◆ **Work order**:
Echo the part of the father's tribute starting with "A staunch atheist, his" and going on through "his passing away.", word for word.

◆ **Page extract**:
* * *

For us, his children, his values were very clear. Respect for the individual, privacy, and the elderly; kindness with the sick; lead by example; and adherence to the Rule of Law. He was against physical violence as a solution to any dispute. He was a dependable husband and a responsible parent who was determined to provide a stable, safe home for his family. He valued life experiences and learning above academia although his belief that as parents, they ought to provide for the best education that we children each strived for, was a strong motivational force for him in matters of business. Content in his own company, he was known to many but friend of a select few. Those who were fortunate to know him as a friend, experienced his deep loyalty and wide generosity. An avid reader, feminist, environmentalist and outspoken advocate for justice, his most marked characteristics were his curious intellect and his fierce independence.

Here is a poem he identified with:

 

 

A staunch atheist, his instructions were for ‘an unattended cremation’, no service at all. He firmly believed “Life is for the living.” Raise a glass in his memory."

 

Which is what I will do on this 8th anniversary of his passing away.

A life well lived!

 


Googlemap Riverbend

 

P.S. You may also wish to read Farewell to New Guinea, Seventy years ago in New Guinea, and Bougainville Blue.

* * *

◆ **The data**:
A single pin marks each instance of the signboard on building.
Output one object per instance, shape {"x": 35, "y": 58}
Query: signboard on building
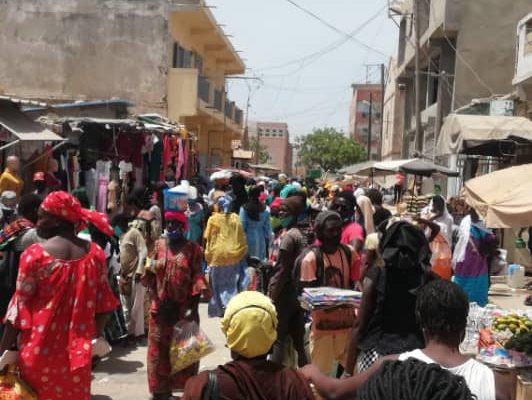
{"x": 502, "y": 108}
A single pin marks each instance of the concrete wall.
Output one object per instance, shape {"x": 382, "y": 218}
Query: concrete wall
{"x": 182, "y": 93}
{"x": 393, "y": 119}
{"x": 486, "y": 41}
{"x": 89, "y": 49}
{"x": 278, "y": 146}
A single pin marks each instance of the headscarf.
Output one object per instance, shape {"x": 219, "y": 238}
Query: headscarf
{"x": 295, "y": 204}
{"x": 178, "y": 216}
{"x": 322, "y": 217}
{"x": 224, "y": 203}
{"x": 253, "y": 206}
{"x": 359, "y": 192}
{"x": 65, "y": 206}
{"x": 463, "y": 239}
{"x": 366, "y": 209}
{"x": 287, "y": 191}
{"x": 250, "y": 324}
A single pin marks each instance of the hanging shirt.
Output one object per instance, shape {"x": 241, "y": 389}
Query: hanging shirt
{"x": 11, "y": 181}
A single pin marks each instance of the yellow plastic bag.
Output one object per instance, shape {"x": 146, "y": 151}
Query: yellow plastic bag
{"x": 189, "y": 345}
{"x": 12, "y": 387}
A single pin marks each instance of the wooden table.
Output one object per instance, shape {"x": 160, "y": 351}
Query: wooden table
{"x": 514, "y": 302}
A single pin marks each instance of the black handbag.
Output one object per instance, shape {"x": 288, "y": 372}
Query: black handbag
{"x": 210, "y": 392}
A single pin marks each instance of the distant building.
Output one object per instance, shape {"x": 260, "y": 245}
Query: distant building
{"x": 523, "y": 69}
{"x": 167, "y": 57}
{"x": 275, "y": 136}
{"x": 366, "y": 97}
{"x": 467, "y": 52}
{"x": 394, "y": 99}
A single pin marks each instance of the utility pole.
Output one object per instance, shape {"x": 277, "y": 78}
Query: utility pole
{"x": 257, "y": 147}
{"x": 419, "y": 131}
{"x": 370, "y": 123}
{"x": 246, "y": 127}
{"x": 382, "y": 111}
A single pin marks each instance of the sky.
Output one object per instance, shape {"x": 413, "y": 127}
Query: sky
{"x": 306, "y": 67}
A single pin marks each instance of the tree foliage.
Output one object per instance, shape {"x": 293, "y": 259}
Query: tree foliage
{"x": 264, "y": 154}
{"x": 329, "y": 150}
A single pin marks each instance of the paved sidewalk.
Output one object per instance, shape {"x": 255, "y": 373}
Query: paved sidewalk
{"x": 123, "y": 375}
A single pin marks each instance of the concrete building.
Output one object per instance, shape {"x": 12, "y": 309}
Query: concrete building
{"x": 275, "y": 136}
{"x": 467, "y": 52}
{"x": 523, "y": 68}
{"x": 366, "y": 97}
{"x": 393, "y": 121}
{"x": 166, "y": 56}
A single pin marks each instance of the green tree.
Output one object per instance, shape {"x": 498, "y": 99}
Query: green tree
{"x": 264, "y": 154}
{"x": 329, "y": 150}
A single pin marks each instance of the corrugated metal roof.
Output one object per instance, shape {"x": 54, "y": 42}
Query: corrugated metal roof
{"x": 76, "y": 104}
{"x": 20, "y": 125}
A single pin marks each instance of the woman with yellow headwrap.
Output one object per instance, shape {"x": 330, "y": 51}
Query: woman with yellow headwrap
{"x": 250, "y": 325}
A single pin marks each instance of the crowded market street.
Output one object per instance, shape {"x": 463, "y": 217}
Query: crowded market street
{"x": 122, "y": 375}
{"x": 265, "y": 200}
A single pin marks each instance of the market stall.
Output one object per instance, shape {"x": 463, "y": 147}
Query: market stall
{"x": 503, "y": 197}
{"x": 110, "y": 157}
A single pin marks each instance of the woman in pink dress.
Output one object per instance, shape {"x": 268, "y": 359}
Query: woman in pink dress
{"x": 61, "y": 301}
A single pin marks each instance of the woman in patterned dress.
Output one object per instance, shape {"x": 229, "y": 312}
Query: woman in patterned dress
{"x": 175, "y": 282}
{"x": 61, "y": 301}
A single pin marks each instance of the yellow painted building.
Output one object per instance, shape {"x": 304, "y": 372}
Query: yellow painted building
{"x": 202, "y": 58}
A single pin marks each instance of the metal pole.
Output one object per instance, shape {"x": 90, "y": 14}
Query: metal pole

* * *

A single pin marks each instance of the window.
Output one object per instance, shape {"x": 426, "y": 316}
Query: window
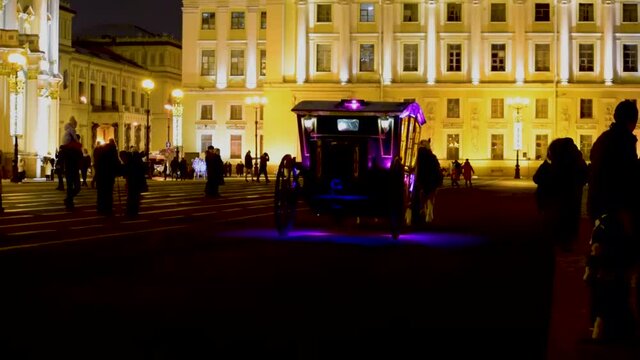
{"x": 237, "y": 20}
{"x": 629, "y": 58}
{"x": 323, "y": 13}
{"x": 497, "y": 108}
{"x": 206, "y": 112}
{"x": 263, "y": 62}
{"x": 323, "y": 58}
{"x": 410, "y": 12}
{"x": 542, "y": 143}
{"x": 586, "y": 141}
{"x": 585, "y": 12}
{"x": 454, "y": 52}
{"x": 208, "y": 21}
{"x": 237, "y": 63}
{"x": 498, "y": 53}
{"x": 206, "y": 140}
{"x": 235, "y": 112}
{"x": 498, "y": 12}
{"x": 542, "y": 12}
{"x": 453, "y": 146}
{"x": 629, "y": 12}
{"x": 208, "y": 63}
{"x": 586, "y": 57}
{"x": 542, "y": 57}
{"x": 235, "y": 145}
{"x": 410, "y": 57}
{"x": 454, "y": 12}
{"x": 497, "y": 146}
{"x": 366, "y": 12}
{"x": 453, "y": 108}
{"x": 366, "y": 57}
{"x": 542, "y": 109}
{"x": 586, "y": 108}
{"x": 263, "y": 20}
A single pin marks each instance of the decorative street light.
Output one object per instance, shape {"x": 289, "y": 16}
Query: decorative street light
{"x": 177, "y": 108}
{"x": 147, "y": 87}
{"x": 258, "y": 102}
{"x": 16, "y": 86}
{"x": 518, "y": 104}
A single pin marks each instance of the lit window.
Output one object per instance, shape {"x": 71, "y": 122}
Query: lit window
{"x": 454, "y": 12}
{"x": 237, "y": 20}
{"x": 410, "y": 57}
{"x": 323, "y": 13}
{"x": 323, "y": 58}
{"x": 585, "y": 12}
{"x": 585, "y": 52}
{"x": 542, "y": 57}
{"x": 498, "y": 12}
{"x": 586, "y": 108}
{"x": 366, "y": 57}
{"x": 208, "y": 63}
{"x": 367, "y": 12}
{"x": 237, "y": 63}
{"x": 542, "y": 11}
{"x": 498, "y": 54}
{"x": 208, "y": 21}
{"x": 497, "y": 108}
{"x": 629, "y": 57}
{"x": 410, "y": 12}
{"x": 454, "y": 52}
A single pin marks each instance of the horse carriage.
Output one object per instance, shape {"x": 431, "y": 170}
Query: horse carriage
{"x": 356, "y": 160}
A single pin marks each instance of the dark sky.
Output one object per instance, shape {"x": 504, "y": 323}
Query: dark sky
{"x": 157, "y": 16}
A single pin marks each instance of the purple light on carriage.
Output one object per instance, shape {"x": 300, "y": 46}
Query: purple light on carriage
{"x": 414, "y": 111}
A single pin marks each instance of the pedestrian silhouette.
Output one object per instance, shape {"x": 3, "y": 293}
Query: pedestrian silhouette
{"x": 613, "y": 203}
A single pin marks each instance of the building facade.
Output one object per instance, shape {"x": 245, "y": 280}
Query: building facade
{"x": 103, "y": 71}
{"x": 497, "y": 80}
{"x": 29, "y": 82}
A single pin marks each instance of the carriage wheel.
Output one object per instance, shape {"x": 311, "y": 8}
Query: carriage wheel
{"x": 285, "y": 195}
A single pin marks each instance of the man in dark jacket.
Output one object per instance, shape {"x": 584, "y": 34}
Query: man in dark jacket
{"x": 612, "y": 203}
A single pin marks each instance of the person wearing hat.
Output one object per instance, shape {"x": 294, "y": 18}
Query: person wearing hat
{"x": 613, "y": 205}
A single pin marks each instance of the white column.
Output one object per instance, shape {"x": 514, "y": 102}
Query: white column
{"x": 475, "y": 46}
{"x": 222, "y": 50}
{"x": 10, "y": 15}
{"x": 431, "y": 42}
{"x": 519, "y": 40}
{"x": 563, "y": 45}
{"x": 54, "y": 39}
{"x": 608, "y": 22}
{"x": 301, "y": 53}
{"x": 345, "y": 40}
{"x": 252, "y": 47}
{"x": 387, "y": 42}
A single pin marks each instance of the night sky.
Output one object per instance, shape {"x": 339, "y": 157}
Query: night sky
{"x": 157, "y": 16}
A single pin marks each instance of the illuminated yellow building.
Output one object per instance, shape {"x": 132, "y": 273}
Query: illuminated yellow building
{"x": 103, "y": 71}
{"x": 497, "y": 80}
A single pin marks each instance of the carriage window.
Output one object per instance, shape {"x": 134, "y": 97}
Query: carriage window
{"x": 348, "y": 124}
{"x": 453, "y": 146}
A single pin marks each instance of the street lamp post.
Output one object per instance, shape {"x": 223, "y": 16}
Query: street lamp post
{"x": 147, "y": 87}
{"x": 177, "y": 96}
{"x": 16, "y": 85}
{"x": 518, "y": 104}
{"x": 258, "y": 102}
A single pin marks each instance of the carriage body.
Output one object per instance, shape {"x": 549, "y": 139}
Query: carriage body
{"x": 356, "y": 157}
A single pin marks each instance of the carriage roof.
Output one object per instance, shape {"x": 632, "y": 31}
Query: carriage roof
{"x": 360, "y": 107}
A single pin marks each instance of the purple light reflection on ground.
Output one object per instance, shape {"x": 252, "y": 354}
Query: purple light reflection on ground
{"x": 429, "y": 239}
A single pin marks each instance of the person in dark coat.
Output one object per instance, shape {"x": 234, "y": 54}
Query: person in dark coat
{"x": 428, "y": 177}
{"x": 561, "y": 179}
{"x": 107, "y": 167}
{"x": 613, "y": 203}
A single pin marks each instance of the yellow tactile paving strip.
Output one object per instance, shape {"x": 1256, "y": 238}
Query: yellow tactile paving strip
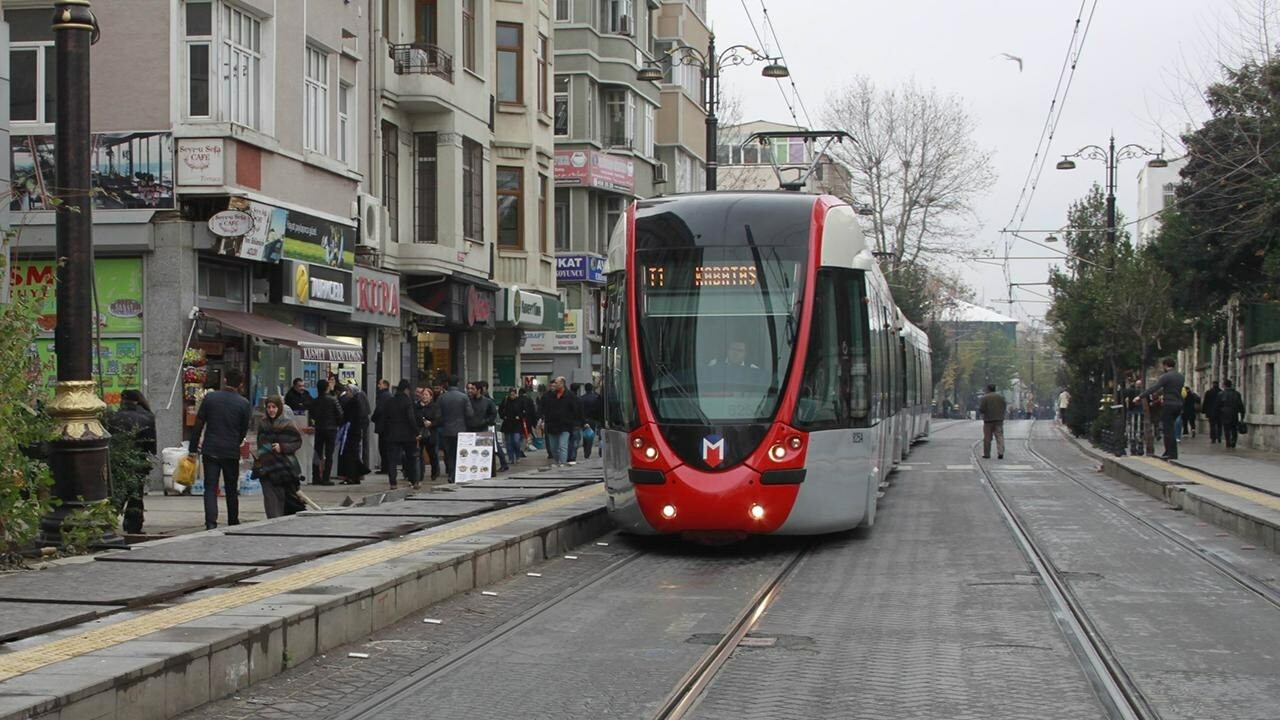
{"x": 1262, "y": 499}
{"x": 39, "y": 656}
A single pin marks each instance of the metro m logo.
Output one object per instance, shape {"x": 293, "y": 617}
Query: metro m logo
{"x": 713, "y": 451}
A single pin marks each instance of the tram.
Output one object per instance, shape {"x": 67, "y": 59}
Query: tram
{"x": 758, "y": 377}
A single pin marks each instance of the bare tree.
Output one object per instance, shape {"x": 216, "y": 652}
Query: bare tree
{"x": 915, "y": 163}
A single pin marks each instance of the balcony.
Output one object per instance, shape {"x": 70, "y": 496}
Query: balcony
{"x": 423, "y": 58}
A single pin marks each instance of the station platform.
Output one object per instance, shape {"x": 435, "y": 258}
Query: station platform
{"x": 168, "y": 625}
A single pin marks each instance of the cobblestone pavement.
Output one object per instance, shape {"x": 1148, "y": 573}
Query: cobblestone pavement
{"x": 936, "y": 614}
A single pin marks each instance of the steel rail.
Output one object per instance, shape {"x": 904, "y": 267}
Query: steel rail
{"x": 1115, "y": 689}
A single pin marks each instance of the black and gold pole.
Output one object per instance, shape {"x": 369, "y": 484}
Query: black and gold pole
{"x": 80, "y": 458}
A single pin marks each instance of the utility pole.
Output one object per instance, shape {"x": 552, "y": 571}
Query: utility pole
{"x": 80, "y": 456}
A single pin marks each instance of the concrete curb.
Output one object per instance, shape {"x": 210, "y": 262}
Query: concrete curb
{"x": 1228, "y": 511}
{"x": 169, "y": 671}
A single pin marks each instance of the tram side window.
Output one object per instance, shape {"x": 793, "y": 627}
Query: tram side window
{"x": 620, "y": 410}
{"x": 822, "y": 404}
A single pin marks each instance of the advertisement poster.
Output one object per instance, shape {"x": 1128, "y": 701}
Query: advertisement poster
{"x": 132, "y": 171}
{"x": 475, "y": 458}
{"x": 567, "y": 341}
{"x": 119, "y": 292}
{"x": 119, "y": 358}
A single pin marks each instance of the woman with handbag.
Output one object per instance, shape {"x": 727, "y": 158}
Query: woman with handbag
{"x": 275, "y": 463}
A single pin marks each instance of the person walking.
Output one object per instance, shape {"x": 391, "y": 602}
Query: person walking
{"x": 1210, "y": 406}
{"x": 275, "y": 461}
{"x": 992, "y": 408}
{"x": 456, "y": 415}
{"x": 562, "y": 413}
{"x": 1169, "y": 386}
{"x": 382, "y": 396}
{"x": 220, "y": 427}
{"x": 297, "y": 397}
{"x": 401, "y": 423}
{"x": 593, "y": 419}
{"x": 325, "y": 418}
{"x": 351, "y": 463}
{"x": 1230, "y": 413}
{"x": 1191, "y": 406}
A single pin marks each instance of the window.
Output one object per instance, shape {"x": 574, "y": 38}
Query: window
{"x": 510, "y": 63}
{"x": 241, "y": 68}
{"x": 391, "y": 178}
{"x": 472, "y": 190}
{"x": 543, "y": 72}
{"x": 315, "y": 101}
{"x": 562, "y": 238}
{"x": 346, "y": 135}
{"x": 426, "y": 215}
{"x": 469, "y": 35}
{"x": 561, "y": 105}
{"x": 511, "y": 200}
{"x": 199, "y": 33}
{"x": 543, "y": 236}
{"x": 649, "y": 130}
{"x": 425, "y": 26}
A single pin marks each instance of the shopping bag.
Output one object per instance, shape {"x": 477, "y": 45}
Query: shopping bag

* * *

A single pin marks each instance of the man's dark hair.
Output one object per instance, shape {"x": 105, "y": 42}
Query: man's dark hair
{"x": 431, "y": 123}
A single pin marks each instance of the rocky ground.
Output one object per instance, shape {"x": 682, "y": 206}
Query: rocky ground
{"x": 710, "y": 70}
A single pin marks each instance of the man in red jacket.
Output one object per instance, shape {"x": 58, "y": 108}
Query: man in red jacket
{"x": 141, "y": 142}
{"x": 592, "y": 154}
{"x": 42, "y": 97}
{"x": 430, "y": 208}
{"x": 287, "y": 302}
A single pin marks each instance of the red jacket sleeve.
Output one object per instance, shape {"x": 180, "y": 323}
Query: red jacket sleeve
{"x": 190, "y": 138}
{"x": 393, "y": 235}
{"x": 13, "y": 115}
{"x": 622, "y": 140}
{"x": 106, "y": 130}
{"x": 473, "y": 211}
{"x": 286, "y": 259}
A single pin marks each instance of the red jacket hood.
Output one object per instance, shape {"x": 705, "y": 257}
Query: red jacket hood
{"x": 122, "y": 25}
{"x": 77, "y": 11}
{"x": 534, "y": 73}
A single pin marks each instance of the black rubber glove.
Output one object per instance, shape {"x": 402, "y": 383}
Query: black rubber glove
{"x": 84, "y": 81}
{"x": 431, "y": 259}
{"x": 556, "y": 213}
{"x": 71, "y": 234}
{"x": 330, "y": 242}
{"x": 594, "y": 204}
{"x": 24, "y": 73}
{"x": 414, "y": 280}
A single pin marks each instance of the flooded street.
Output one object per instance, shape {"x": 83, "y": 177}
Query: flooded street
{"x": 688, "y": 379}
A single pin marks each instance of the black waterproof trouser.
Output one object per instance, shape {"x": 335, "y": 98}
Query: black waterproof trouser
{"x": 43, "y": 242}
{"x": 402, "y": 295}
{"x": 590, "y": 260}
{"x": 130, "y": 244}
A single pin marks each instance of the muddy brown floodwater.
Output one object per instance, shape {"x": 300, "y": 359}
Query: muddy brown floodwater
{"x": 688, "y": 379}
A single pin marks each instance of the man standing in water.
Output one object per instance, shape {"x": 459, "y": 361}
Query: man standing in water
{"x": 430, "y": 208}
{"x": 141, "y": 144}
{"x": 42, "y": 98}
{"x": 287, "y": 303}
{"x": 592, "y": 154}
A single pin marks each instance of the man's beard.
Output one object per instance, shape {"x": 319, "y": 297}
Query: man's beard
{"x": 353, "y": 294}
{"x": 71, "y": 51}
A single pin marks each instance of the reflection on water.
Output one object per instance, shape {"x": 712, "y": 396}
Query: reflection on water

* * *

◆ **Response for this exercise**:
A staunch atheist, his instructions were for ‘an unattended cremation’, no service at all. He firmly believed “Life is for the living.” Raise a glass in his memory."

 

Which is what I will do on this 8th anniversary of his passing away.